### What you will do
Among the records below, find the lines with the word "tile" and copy them.

[Region pointing data]
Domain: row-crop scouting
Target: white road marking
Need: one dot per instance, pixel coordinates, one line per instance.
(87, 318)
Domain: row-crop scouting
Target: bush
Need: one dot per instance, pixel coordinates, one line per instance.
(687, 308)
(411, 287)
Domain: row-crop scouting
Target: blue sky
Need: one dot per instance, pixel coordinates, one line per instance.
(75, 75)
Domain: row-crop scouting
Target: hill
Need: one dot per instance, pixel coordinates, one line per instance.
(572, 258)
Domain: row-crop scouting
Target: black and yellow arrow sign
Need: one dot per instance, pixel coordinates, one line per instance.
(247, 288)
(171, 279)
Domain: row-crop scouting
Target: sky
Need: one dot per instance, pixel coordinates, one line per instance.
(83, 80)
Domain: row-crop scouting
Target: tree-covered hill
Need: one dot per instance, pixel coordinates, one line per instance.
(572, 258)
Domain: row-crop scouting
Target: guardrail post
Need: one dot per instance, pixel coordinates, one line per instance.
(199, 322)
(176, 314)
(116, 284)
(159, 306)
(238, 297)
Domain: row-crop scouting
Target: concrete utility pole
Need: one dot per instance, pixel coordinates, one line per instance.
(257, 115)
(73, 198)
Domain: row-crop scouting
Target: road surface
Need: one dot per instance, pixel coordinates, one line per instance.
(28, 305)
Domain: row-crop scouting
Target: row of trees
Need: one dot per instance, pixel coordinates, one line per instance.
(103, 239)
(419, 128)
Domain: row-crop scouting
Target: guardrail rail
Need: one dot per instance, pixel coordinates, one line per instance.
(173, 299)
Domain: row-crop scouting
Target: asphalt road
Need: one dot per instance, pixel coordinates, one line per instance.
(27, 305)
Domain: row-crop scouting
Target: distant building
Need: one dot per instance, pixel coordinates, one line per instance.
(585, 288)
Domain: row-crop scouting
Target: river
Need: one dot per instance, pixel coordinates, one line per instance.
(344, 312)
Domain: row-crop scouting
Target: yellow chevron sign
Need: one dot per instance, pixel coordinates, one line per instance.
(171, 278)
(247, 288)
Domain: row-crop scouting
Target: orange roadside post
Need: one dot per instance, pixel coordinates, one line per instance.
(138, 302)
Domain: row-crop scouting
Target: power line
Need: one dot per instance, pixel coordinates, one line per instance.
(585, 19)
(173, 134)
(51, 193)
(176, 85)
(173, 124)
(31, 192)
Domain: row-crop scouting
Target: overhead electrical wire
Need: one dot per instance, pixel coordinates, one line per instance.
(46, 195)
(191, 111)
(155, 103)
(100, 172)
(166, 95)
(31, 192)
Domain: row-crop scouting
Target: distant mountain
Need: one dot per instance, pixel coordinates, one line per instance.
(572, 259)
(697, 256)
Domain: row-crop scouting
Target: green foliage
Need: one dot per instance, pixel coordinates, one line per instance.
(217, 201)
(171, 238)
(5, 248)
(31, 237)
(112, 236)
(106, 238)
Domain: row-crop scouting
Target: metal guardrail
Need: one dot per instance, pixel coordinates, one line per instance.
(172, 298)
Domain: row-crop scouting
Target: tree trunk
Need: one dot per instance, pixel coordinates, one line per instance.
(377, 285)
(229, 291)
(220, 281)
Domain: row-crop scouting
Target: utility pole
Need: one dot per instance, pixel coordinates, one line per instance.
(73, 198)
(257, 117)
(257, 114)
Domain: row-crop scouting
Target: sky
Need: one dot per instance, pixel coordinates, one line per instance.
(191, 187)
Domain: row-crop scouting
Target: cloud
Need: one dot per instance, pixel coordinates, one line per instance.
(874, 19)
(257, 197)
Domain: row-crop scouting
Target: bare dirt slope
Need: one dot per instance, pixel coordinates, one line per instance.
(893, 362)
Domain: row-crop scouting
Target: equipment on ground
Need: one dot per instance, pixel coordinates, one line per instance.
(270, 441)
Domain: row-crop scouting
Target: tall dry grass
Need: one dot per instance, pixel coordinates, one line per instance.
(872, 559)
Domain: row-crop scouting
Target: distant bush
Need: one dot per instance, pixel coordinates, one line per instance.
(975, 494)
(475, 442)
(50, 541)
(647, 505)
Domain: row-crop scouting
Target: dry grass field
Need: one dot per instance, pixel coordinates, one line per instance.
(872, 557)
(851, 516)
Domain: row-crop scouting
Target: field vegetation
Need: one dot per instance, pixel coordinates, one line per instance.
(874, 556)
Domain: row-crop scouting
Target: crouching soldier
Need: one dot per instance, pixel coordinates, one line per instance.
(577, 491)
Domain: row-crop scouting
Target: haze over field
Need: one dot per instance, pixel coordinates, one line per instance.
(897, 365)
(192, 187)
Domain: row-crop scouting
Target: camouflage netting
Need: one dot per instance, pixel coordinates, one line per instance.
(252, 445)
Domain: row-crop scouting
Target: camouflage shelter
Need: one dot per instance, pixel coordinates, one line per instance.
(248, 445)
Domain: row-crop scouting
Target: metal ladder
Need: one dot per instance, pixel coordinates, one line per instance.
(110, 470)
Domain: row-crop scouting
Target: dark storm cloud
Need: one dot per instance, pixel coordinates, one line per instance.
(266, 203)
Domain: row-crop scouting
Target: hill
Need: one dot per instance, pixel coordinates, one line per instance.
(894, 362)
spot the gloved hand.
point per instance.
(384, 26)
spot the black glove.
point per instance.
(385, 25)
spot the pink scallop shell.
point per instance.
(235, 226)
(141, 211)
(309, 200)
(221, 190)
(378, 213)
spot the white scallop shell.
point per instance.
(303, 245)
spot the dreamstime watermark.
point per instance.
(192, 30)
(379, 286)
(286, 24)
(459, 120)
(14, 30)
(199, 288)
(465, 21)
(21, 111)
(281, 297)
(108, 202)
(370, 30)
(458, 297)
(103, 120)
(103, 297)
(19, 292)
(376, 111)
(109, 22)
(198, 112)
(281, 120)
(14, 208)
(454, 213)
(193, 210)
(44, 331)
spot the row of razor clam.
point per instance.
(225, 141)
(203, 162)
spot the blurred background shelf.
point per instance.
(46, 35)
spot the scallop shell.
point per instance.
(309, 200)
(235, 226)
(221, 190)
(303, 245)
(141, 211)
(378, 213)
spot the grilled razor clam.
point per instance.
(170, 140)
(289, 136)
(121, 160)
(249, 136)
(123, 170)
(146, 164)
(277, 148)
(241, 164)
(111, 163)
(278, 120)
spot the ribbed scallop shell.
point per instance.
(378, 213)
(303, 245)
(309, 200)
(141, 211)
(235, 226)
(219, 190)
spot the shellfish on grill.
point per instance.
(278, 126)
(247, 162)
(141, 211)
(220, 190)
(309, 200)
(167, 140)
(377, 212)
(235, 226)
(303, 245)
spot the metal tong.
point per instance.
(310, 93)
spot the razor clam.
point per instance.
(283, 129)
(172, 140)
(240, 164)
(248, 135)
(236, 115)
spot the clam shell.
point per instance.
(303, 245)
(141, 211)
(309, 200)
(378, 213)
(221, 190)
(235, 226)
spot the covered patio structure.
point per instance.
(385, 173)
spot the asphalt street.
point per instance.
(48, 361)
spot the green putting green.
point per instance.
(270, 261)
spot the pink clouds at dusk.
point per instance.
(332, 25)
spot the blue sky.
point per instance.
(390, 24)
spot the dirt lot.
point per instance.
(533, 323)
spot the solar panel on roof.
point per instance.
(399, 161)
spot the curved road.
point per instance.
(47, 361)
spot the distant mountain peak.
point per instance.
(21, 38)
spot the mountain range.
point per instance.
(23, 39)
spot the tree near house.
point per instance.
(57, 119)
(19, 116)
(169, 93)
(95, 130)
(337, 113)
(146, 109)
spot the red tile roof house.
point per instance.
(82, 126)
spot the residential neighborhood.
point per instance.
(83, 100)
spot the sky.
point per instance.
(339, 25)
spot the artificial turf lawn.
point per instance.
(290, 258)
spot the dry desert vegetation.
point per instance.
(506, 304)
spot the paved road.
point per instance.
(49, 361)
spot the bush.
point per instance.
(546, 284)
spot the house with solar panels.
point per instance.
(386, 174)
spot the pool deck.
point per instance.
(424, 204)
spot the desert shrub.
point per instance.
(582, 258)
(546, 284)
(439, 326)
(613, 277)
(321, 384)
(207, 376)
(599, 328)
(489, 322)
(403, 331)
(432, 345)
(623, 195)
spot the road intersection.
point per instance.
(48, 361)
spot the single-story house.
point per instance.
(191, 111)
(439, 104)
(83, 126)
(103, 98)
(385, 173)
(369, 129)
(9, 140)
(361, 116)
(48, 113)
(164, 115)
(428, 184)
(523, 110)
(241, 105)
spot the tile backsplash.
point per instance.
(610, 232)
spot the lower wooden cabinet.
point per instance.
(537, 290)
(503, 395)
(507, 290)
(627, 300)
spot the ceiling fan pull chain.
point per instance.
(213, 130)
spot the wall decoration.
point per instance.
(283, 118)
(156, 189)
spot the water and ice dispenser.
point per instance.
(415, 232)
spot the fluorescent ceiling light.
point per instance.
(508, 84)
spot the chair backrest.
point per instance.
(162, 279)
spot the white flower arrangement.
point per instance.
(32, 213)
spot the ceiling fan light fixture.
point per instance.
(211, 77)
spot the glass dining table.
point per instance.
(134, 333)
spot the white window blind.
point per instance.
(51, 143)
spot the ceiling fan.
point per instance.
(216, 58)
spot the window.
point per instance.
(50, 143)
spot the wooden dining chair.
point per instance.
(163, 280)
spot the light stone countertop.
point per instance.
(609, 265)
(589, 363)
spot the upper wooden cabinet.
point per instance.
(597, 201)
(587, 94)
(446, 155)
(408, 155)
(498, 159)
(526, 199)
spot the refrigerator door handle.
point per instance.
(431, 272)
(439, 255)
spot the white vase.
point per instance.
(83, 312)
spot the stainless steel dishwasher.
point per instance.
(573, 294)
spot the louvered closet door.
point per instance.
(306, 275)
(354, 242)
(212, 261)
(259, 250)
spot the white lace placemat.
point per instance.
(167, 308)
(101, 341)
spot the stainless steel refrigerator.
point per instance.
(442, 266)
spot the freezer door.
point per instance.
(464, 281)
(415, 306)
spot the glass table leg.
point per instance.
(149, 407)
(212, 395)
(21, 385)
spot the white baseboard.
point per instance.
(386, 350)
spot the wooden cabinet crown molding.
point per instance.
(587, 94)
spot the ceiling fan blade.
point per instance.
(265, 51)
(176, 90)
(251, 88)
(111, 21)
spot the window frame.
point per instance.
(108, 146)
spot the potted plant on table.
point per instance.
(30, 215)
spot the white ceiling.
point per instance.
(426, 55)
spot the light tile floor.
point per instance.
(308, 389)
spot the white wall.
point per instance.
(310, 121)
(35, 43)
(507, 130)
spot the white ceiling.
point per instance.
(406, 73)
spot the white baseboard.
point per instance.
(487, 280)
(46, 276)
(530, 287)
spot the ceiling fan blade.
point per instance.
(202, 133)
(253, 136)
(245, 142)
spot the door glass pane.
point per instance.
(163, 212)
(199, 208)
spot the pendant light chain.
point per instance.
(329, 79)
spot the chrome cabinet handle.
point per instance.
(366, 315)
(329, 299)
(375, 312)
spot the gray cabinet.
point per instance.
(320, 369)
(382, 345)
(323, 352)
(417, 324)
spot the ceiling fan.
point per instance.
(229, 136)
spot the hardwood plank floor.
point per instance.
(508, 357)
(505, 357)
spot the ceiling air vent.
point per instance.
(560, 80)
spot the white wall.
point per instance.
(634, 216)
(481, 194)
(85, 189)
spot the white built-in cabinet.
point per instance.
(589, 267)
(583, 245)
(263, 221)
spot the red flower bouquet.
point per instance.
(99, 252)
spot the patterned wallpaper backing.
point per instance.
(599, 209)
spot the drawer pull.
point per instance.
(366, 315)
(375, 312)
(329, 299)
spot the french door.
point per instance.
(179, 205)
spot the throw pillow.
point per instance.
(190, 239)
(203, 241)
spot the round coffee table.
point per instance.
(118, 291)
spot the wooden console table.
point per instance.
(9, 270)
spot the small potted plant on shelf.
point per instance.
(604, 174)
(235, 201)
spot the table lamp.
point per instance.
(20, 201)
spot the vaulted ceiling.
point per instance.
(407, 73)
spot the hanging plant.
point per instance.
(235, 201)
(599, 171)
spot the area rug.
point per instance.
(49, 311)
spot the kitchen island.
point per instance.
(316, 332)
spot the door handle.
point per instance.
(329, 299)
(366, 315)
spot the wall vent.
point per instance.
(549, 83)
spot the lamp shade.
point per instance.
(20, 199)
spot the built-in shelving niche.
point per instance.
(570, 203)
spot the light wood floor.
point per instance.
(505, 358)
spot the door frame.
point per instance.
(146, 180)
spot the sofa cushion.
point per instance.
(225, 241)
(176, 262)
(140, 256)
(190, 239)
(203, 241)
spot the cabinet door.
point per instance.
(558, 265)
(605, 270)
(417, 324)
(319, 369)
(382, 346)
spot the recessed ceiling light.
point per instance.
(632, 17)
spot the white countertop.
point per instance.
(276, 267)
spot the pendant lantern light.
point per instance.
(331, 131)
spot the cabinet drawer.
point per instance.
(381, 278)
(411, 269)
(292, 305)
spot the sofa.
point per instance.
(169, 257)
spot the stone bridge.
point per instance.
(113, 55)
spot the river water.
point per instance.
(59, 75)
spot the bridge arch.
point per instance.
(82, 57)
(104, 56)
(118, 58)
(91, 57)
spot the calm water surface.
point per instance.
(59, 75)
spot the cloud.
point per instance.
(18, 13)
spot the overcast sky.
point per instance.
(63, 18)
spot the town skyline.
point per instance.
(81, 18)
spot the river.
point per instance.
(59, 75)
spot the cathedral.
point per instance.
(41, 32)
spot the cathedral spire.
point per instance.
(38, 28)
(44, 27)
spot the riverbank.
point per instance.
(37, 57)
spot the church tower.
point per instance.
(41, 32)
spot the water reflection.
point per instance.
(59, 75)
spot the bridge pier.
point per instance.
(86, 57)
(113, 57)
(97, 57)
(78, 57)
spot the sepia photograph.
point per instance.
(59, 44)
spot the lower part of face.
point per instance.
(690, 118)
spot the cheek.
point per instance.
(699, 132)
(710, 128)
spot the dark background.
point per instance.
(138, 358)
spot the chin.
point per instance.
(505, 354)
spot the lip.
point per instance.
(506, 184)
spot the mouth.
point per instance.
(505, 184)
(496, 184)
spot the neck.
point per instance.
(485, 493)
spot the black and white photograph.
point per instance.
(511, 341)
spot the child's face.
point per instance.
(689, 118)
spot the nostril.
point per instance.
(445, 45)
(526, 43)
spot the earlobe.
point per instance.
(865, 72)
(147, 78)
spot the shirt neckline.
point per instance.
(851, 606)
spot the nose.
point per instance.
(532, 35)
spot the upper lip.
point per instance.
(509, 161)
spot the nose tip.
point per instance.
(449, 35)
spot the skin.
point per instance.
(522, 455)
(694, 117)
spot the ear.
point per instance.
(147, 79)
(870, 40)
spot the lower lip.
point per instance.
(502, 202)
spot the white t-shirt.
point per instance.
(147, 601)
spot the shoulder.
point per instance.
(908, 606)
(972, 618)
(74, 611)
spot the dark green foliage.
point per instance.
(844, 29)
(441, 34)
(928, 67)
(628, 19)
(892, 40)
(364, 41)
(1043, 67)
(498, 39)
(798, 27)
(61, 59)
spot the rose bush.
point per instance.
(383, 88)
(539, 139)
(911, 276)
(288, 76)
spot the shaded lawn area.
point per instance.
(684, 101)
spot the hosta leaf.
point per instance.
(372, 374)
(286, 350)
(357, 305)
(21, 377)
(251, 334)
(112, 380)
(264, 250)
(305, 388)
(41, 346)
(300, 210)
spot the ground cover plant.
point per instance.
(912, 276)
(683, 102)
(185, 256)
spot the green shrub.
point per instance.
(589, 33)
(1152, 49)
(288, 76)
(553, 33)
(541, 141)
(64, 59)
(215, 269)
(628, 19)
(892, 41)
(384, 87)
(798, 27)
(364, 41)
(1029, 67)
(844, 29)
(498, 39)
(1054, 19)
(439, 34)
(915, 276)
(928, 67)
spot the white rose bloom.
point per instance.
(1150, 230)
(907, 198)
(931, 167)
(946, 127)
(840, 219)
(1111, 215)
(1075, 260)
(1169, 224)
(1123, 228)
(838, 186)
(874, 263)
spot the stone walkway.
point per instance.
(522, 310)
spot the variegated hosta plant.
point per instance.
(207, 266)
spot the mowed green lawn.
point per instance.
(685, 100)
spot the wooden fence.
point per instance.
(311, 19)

### Response area
spot the red tile roof house.
spot the tile backsplash.
spot the light tile floor.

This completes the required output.